_Source document_.
--- Begin ---
Gary Percesepe learned the hard way that sometimes love means letting her go.
We met online in December, then on the corner of West Broadway and Chambers in January. She is a writer too, a damn good one. I stayed with her in March, in her apartment high above the Hudson River with a sweeping view of the Statue of Liberty. We traded divorce stories. Her stories easily trumped mine. She showed me the computer where she had found her ex’s emails to his hookers, one year earlier, the stitches still fresh from her C section. The baby girl, now a year and a half old, slept in her crib under a brightly colored mobile. Her five year old son bunked in the room adjacent to the computer, where his father had once arranged his trysts.
That night in March, I slept on the nanny’s narrow vacant bed. The next day I caught a flight to Italy.
It may have been the crown of Positano shot with sunlight, the descent to dinner on the beach, the road to Amalfi—a drunken switchback of deep, blind turns above me—or the three bottles of red wine with writers I barely knew.
--- End ---
_Dataset content_.
--- Begin ---
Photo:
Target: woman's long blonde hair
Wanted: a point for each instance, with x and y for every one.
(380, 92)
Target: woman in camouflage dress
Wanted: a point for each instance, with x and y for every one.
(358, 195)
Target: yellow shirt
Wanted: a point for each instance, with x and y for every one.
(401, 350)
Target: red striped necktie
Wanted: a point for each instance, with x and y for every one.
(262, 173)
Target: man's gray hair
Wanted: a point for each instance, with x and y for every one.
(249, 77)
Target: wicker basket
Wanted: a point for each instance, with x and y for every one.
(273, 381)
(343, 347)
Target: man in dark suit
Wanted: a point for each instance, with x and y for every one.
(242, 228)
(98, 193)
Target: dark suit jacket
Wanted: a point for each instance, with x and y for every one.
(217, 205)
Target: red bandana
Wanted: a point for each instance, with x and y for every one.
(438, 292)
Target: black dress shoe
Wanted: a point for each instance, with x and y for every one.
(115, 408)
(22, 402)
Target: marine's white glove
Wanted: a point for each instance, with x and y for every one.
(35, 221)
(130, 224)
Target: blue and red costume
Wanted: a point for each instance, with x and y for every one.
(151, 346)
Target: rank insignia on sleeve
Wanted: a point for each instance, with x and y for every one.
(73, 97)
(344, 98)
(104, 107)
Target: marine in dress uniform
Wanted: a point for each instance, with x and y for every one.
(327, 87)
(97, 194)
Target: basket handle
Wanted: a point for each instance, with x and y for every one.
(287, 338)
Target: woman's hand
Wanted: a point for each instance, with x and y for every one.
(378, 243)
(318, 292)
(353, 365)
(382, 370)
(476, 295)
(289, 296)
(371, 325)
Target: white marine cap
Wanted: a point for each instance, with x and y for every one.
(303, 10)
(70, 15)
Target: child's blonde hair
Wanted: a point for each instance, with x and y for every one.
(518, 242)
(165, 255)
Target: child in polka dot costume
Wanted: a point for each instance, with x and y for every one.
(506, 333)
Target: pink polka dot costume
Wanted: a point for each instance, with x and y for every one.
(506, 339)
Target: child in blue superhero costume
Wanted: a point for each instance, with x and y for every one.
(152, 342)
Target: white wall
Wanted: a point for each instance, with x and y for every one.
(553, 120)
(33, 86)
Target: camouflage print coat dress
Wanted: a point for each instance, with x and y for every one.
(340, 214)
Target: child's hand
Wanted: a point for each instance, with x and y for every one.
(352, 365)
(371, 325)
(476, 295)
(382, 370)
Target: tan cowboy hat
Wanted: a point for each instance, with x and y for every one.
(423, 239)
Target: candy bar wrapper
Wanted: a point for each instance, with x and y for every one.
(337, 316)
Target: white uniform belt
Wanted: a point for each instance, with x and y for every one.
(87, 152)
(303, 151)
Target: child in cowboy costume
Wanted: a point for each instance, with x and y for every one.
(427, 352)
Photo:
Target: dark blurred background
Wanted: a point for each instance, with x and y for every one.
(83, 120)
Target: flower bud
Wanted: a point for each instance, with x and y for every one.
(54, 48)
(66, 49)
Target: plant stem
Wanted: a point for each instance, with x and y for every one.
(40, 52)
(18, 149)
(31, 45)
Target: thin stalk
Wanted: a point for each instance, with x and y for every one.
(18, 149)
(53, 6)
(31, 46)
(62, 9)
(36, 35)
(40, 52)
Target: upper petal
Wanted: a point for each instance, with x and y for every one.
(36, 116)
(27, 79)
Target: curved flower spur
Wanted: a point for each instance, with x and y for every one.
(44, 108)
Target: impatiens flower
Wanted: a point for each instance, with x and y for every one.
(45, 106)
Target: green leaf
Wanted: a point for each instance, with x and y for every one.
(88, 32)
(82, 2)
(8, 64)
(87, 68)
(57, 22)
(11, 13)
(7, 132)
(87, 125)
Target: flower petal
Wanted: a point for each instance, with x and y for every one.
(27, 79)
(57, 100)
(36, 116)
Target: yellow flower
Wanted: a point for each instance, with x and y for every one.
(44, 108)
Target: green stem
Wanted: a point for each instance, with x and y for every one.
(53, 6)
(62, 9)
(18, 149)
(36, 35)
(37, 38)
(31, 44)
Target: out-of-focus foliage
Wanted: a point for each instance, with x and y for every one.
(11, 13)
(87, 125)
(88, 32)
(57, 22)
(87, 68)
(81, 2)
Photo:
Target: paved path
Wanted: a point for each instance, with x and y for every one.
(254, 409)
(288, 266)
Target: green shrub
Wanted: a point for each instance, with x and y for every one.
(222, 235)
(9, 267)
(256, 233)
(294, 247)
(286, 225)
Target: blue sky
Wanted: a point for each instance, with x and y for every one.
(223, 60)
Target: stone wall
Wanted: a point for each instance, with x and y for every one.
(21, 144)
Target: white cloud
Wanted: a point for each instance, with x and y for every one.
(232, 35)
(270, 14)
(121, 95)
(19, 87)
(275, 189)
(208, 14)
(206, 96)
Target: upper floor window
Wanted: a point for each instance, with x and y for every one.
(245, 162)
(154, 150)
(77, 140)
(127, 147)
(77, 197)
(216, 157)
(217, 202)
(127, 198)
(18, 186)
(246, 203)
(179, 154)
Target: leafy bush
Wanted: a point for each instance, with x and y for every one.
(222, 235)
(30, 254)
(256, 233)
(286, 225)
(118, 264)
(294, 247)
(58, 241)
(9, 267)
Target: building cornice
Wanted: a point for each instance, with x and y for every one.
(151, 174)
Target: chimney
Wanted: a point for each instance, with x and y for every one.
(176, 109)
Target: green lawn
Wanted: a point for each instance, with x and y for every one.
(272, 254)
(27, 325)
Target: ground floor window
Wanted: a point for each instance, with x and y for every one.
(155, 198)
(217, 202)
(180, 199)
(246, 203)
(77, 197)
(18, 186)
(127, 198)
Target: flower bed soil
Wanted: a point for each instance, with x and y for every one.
--- End ---
_Requests_.
1. Please copy the rows word for word, starting with the line containing "Target: flower bed soil" and going on through the last line of the rows.
2. Continue the essay about meeting a fellow writer and traveling to Italy from the point where it stops.

_Exercise answers_.
1.
Target: flower bed soil
Wanted: a point for each instance, with x and y for every one.

2.
It may have been the conversation at dinner, or long thoughts of faded love and the death of romance. But on the slow walk back up the hill, passing a boutique, just above the church, these words escaped my stupid mouth: “I no longer have anyone to buy a dress for.”
I had been married a long time.
Three women in our group responded with groans and comical offers to help. I tried to be a good sport, but was inconsolable. Begging off a nightcap, I returned to our charming hotel, Le Sirenuse , site of the annual Sirenland Writer’s Conference, and switched on the overhead fan. I opened the balcony door to the night air and listened the sea’s faint music, and the call of the sirens from Odysseus’ unhappy island, a short distance away.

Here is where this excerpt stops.